**ENTRIES SHOWN**:
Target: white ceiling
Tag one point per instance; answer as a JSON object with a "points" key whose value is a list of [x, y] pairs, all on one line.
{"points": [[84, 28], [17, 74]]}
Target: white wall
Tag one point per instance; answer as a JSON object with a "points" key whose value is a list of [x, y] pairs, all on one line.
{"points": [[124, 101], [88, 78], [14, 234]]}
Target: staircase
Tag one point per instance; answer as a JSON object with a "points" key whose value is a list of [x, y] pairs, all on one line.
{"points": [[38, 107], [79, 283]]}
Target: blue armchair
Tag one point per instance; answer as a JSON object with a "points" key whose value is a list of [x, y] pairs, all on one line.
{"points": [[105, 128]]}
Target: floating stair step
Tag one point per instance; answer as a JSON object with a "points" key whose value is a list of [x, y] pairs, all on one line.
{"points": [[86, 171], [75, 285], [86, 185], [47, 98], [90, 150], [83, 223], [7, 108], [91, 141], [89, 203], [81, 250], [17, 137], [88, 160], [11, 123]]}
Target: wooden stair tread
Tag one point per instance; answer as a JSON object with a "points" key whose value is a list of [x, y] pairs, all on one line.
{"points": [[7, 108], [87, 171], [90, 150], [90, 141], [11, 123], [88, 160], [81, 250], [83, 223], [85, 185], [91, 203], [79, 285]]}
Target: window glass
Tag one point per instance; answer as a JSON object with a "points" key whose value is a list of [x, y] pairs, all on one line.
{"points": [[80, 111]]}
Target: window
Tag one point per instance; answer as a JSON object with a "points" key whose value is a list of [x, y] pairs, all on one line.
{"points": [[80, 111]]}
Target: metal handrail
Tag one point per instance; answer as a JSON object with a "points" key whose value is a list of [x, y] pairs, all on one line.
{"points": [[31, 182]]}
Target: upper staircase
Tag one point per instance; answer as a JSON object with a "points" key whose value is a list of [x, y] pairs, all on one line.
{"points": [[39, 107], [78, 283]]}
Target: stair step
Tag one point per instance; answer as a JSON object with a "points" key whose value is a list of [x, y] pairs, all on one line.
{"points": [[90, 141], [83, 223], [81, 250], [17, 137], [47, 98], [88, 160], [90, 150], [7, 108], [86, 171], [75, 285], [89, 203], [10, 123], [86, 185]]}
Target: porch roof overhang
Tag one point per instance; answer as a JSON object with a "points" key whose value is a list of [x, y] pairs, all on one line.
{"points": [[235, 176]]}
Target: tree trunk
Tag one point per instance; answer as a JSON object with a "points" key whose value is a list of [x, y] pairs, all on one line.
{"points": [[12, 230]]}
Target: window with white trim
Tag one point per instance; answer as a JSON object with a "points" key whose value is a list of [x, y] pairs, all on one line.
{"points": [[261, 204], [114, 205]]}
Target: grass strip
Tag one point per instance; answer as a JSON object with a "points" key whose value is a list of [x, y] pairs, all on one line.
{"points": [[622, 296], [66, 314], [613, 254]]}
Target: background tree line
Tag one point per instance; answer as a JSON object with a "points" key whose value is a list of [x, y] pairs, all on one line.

**WRITTEN EXERCISE**: Reproduce all of the records above verbatim, without altering a single character.

**THE ANSWER**:
Target: white ceiling
Tag one point per instance; answer as a JSON object with a "points" key whose value is a list of [x, y] pairs, all on one line.
{"points": [[84, 28], [17, 74]]}
Target: white wall
Tag one point per instance; answer as a JSON object with a "points" key whose value is a list of [x, y] pairs, all on one line.
{"points": [[124, 101], [88, 78], [14, 234]]}
Target: staircase
Tag one point per instance; answer as a JSON object with a "points" key whose value is a list of [x, y] pairs, all on one line.
{"points": [[38, 107], [79, 283]]}
Target: blue armchair
Tag one point per instance; answer as a JSON object with a "points" key whose value is a list of [x, y] pairs, all on one line.
{"points": [[105, 128]]}
Target: floating stair step
Tag one point per instance; answer as a JSON object with a "points" key whose value is a list of [x, y] pairs, all on one line.
{"points": [[86, 171], [75, 285], [86, 185], [47, 98], [90, 150], [83, 223], [7, 108], [91, 141], [89, 203], [81, 250], [17, 137], [88, 160], [11, 123]]}
Target: wooden stair tread
Tag one point per instance; answer as a JSON object with a "points" key whose value is a list of [x, y] pairs, all on one line.
{"points": [[7, 108], [87, 171], [90, 150], [90, 141], [11, 123], [88, 160], [81, 250], [83, 223], [85, 185], [91, 203], [79, 285]]}
Target: window glass
Tag one point per instance; answer as a JSON object with a "points" key whose value is a list of [x, y] pairs, all on one line.
{"points": [[80, 111]]}
Target: window
Tag one point per instance; answer as a JSON object with a "points" key whose value is a list of [x, y] pairs, all on one line.
{"points": [[80, 111]]}
Target: metal handrail
Tag one point per instance; answer as a JSON object with a "points" key whose value is a list of [x, y] pairs, all on one line.
{"points": [[31, 182]]}
Target: upper staircase
Tag one point per instance; answer as a JSON object with a "points" key whose value is a list of [x, y] pairs, all on one line.
{"points": [[39, 107], [78, 283]]}
Target: stair step
Tag one point per instance; answer as a JSON object with a "points" key whose value is a list of [x, y] pairs, all on one line.
{"points": [[90, 141], [83, 223], [81, 250], [17, 137], [47, 98], [88, 160], [90, 150], [7, 108], [86, 171], [75, 285], [89, 203], [10, 123], [86, 185]]}
Target: porch roof overhang
Tag one point per instance; answer as a JSON object with a "points" key whose value is a list of [x, y] pairs, all on one line.
{"points": [[235, 176]]}
Target: tree trunk
Tag one point per instance; answer as a JSON object with a "points" key whose value is a list of [x, y] pairs, all on one line.
{"points": [[12, 230]]}
Target: window with white trim
Tag one point per instance; answer as a JSON object with a "points" key whose value is a list of [x, y] pairs, all on one line.
{"points": [[261, 204], [114, 205]]}
Target: grass strip
Tag one point per instance; answer as a JSON object with a "points" key whose value is a list of [x, y] pairs, all on one line.
{"points": [[622, 296], [66, 314], [613, 254]]}
Target: background tree line
Tag one point per instance; answer as a JSON object with a "points" key whose value is a list of [x, y] pairs, all on one line.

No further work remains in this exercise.